▶ [Set task]:
Please reproduce the data word for word from the line with "Segment player's arm from the image above." to the line with "[178,180,201,217]", including both of those lines. Leave the pictures out of your answer.

▶ [Data listing]:
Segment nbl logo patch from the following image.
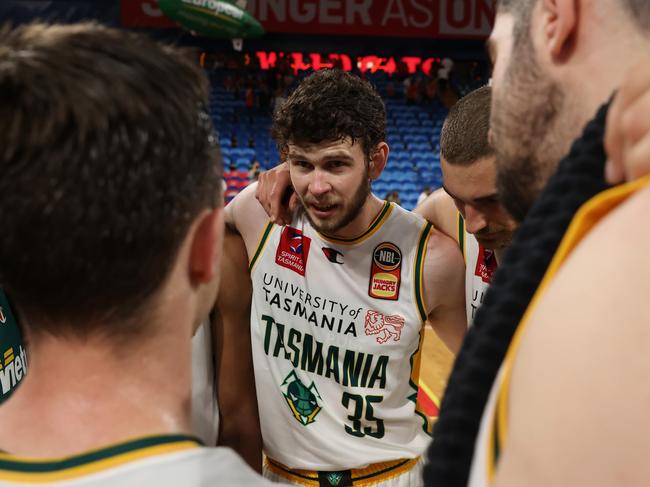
[368,242,402,301]
[275,227,311,276]
[474,245,497,284]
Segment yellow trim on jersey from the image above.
[413,223,433,323]
[418,381,440,409]
[317,201,393,245]
[248,220,275,273]
[487,176,650,480]
[264,457,420,487]
[0,435,200,483]
[408,328,433,436]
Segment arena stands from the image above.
[210,70,447,209]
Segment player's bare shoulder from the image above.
[225,183,270,258]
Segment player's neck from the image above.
[328,193,384,239]
[0,320,191,458]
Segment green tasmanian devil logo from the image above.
[282,370,321,426]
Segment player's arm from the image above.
[494,185,650,487]
[212,227,262,472]
[224,183,269,260]
[422,230,467,354]
[255,162,298,225]
[413,188,458,241]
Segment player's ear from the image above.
[189,208,224,284]
[541,0,580,62]
[368,142,390,181]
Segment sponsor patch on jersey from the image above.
[363,310,404,343]
[282,370,321,426]
[368,242,402,301]
[275,227,311,276]
[474,245,497,284]
[323,247,343,265]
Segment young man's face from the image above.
[287,138,370,235]
[441,156,515,250]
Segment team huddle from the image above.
[0,0,650,487]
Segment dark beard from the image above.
[490,39,566,222]
[298,174,370,234]
[497,165,538,223]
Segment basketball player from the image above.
[414,86,515,324]
[213,226,262,473]
[257,87,515,324]
[0,24,267,486]
[605,59,650,184]
[427,0,650,486]
[226,70,466,485]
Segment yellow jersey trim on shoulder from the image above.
[487,175,650,480]
[413,223,433,323]
[317,201,393,245]
[0,435,202,483]
[248,220,274,273]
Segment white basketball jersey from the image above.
[458,213,497,326]
[0,435,275,487]
[251,203,431,470]
[468,176,650,487]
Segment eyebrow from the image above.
[442,184,499,203]
[287,151,354,161]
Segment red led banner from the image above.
[121,0,496,39]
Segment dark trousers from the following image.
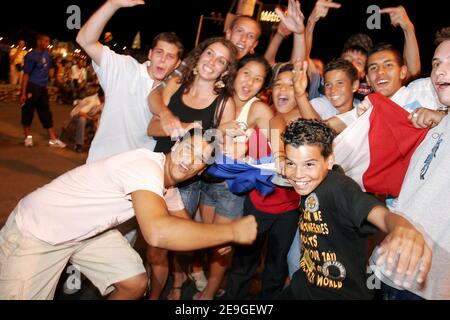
[225,197,299,299]
[381,282,424,300]
[22,82,53,129]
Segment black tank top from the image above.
[154,85,219,153]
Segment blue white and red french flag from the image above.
[334,93,428,197]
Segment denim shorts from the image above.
[200,181,245,220]
[178,180,201,217]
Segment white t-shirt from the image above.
[16,149,183,245]
[336,78,442,126]
[70,93,102,117]
[86,46,156,163]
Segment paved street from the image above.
[0,94,87,227]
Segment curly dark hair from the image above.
[323,58,359,83]
[237,54,272,92]
[179,37,237,95]
[365,42,405,72]
[283,118,336,158]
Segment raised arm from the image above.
[76,0,145,65]
[367,206,432,288]
[380,6,421,77]
[131,190,257,251]
[147,77,183,137]
[305,0,341,60]
[292,60,322,120]
[269,115,286,176]
[275,0,306,62]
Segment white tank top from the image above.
[234,97,259,143]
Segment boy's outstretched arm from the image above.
[367,206,432,288]
[76,0,145,65]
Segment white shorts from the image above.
[0,212,145,300]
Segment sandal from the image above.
[188,270,208,292]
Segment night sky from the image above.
[0,0,450,73]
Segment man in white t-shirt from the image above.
[0,129,257,299]
[9,39,28,85]
[77,0,183,163]
[371,27,450,300]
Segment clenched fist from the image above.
[231,216,258,244]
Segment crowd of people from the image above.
[0,0,450,300]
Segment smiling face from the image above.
[234,61,266,102]
[197,42,231,80]
[367,50,407,98]
[431,40,450,106]
[226,17,261,60]
[148,40,180,81]
[324,69,359,113]
[272,71,297,113]
[285,144,334,196]
[166,134,213,185]
[341,50,367,79]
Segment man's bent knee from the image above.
[114,273,148,299]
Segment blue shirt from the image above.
[23,50,53,87]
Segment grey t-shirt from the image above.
[371,116,450,300]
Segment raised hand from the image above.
[231,215,258,244]
[275,0,305,34]
[108,0,145,8]
[380,6,414,30]
[277,21,292,38]
[376,219,432,288]
[308,0,341,22]
[292,59,308,97]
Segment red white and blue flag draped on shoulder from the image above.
[208,93,428,197]
[334,93,428,197]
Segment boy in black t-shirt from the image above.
[281,119,431,299]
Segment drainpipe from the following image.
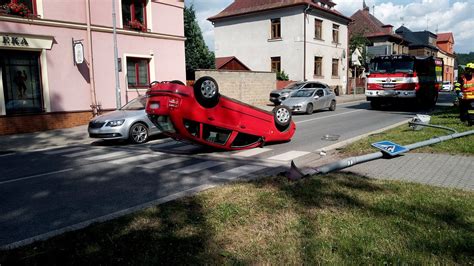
[303,4,310,81]
[86,0,98,116]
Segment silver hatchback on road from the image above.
[88,96,160,144]
[281,83,336,114]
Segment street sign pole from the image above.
[112,0,122,109]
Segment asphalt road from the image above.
[0,93,456,247]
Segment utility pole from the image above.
[112,0,122,109]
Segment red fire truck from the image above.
[365,55,443,109]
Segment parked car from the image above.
[441,81,453,91]
[146,77,296,150]
[88,96,161,144]
[270,81,328,105]
[282,82,336,114]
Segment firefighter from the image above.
[454,63,474,121]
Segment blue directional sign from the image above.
[372,140,408,156]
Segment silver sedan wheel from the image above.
[276,108,291,124]
[130,123,148,144]
[201,80,217,99]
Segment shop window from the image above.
[127,57,150,88]
[271,18,281,39]
[332,24,339,43]
[183,119,200,138]
[314,19,323,40]
[202,124,232,145]
[232,133,262,148]
[0,0,37,17]
[332,59,339,77]
[271,56,281,72]
[122,0,147,31]
[0,50,44,115]
[314,56,323,77]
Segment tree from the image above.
[348,32,370,76]
[184,5,215,80]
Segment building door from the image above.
[0,50,44,115]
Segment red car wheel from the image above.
[194,77,219,108]
[273,105,291,131]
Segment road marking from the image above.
[171,161,226,174]
[139,157,188,169]
[268,151,311,161]
[86,151,129,161]
[108,152,164,164]
[63,149,96,158]
[232,148,272,157]
[173,144,198,151]
[211,165,267,180]
[295,110,367,124]
[45,147,85,155]
[151,141,182,149]
[0,168,74,185]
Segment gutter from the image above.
[303,4,311,81]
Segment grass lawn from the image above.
[340,107,474,155]
[0,173,474,265]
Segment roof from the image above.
[208,0,351,22]
[395,26,438,50]
[437,32,454,42]
[215,56,250,70]
[349,9,406,41]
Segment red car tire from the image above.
[193,76,219,108]
[272,105,291,132]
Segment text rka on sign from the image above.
[2,36,29,46]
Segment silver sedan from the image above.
[88,96,160,144]
[281,87,336,114]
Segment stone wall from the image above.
[196,70,276,105]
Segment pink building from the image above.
[0,0,186,135]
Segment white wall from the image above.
[214,8,303,80]
[214,6,348,91]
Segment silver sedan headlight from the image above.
[105,119,125,127]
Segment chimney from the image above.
[382,24,393,34]
[362,0,370,13]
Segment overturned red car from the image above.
[146,77,296,150]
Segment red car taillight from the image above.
[168,97,179,110]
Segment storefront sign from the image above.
[0,33,53,50]
[2,35,30,47]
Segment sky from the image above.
[185,0,474,53]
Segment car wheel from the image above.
[194,77,219,108]
[273,105,291,131]
[128,123,148,144]
[370,100,381,110]
[306,103,313,115]
[170,80,184,86]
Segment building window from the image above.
[314,56,323,77]
[122,0,147,31]
[332,59,339,77]
[271,56,281,72]
[271,18,281,39]
[127,57,150,88]
[314,19,323,40]
[0,0,36,17]
[0,50,44,115]
[332,24,339,43]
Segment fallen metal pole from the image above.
[287,128,474,180]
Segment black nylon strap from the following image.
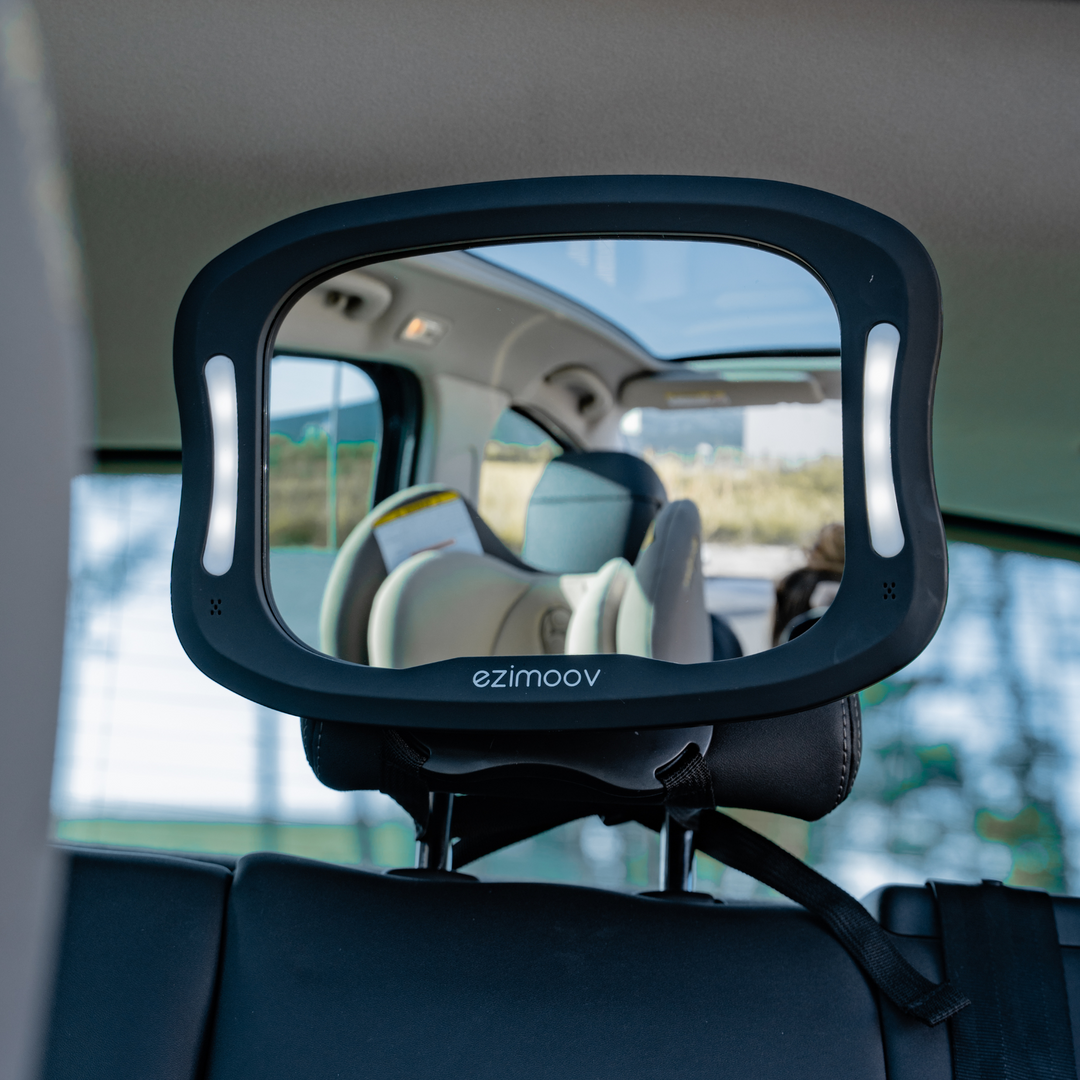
[672,810,972,1023]
[931,881,1077,1080]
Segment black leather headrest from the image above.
[522,450,667,573]
[302,696,862,821]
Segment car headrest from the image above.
[320,484,528,664]
[522,450,667,573]
[302,696,862,821]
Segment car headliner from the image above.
[39,0,1080,532]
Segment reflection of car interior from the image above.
[322,485,713,667]
[276,253,838,666]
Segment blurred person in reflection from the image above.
[772,522,843,646]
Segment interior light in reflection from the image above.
[863,323,904,558]
[400,314,447,346]
[203,356,240,577]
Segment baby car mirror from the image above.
[173,177,946,734]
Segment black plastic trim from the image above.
[173,176,947,730]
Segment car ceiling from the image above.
[38,0,1080,532]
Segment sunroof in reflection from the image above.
[472,240,840,360]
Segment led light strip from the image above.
[203,356,240,577]
[863,323,904,558]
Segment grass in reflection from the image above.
[269,432,376,548]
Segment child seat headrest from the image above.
[522,450,667,573]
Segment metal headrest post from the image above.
[416,792,454,870]
[660,811,693,893]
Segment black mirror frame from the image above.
[172,176,947,730]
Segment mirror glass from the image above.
[266,240,843,665]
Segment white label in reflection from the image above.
[375,491,484,573]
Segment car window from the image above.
[267,355,383,648]
[621,395,843,654]
[477,408,563,554]
[53,474,1080,897]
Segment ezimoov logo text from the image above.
[473,664,600,690]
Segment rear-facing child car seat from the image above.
[322,485,713,667]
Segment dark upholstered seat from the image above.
[210,855,885,1080]
[43,849,232,1080]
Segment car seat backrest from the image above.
[522,450,667,573]
[566,555,634,656]
[616,499,713,664]
[367,551,572,667]
[42,848,232,1080]
[208,855,906,1080]
[320,484,528,664]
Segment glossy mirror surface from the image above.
[266,240,843,665]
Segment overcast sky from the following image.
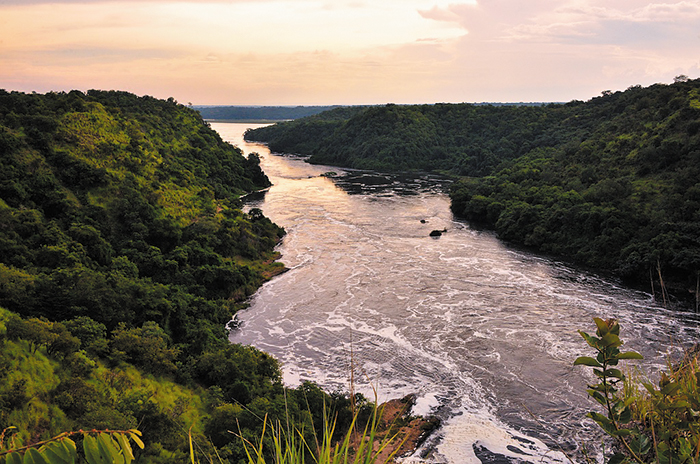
[0,0,700,105]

▶ [Solution to the exercise]:
Segment player's arm from the image above.
[494,185,650,487]
[212,227,262,472]
[224,183,269,260]
[422,230,467,354]
[255,162,298,225]
[413,188,458,241]
Segment player's ear from the image above.
[189,208,224,284]
[541,0,580,62]
[368,142,390,181]
Segment sponsor patch on jersey from the image above.
[363,310,404,343]
[282,370,321,426]
[368,242,402,301]
[275,227,311,276]
[474,245,497,284]
[323,247,343,265]
Segment young man's face from the image above.
[287,138,370,235]
[441,156,515,250]
Segment team huddle from the image above.
[0,0,650,487]
Segment dark beard from the image above.
[490,39,566,222]
[298,174,370,234]
[497,165,538,223]
Segment basketball player from the image above.
[414,86,515,324]
[213,226,262,473]
[257,87,515,324]
[0,24,267,486]
[605,59,650,184]
[427,0,650,486]
[226,70,466,485]
Segment yellow jersey trim on shoulder from the image above.
[487,175,650,480]
[413,223,433,323]
[317,201,393,245]
[0,435,202,483]
[248,220,274,273]
Segment white basketball jersey from the image above.
[458,213,497,326]
[0,435,275,487]
[251,203,431,470]
[468,176,650,487]
Segment eyebrow from the image above.
[442,184,499,203]
[287,151,354,161]
Segment red led banner from the image above.
[121,0,496,39]
Segment dark trousers from the following image.
[225,197,299,299]
[381,282,424,300]
[22,82,53,129]
Segment black tank top from the image above.
[154,85,219,153]
Segment blue white and red french flag from the image above.
[334,93,428,197]
Segment denim shorts from the image above.
[200,181,245,220]
[178,180,201,217]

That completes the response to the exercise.